Segment Open

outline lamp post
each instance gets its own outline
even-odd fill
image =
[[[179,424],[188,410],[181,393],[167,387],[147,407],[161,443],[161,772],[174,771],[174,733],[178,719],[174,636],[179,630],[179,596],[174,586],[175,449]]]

Segment Closed

■ EXERCISE AIM
Every line above must be repeated exactly as it appears.

■ WRITTEN SOLUTION
outline lamp post
each instance gets its own outline
even-odd fill
image =
[[[179,424],[188,410],[181,393],[167,387],[147,407],[161,443],[161,772],[174,771],[174,733],[178,719],[174,636],[179,630],[179,596],[174,586],[175,449]]]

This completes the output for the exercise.